Task instructions
In the article on the Roundup lawsuits below, could you rewrite the part from "There are two" to "is without merit." with "spokesman" changed to "spokesperson"?

Given passage

━━━━━━━━━━

Monsanto Co. is facing lawsuits from thousands of farmers and consumers who blame the company’s Roundup weed killer for their cancers. Now, Bayer AG, which purchased Monsanto last year, is facing a lawsuit claiming that Roundup attacks healthy gut bacteria.
The lawsuit, which was filed in federal court in Kansas City, Missouri, claims that Roundup’s labels falsely assured customers that the product targets an enzyme not found in pets or people.
According to the lawsuit, glyphosate, the active ingredient in Roundup, attacks an enzyme also found in beneficial gut bacteria of humans and some animals.
Three consumers are named as plaintiffs in the lawsuit. They are seeking unspecified monetary damages and class action status.
There are two other lawsuits based on similar claims, but neither are class action. A spokesman for Bayer told Bloomberg that the lawsuit is without merit.
Monsanto is currently facing more than 8,000 lawsuits filed by people who claim the product caused their cancers.
A federal judge is considering tossing one lawsuit, which claims that Roundup caused a California man’s cancer. The judge has given the plaintiff’s lawyer another chance to get the lawsuit to trial in May in federal court.
The plaintiff in that case, Sioum Gebeyehou, claims that Roundup caused his non-Hodgkin lymphoma. The hearing to determine whether his case should be tossed was part of a string of proceedings taking place ahead of the February 25 trials in federal court in San Francisco.
Last year, a state court jury found that Roundup caused a Vallejo man’s non-Hodgkin lymphoma. He was awarded $289 million in punitive damages, but that award was reduced to $78 million. Bayer has appealed the decision.
If Gebeyehou’s case is allowed to proceed, it will be the third and last to go to trial before U.S. District Judge Vince Chhabria. Chhabria is presiding over the trials in San Francisco, and will be overseeing more than 9,000 lawsuits filed across the U.S. over Roundup’s safety.

━━━━━━━━━━

The data

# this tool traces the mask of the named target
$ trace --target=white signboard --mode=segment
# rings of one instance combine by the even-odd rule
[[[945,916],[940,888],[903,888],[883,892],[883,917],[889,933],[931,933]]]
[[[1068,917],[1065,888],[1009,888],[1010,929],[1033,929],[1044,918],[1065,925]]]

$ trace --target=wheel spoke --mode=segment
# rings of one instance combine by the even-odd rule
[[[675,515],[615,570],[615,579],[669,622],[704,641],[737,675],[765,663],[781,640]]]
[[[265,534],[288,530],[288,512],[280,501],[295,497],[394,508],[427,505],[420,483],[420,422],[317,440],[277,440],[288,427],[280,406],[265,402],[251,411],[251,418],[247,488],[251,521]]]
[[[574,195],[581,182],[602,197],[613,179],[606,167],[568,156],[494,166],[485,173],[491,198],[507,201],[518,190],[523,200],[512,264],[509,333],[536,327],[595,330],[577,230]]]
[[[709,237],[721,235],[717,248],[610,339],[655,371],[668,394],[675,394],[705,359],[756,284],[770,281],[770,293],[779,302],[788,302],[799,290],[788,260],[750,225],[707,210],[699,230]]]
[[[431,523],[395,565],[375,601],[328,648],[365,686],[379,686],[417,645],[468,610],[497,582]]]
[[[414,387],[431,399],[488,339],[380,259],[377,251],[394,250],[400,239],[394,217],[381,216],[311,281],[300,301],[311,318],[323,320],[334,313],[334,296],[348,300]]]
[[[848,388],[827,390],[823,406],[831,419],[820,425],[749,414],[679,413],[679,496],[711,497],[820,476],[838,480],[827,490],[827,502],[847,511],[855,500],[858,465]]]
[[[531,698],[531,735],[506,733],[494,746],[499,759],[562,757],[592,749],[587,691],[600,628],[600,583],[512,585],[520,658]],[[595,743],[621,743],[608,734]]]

━━━━━━━━━━

Output for this exercise
There are two other lawsuits based on similar claims, but neither are class action. A spokesperson for Bayer told Bloomberg that the lawsuit is without merit.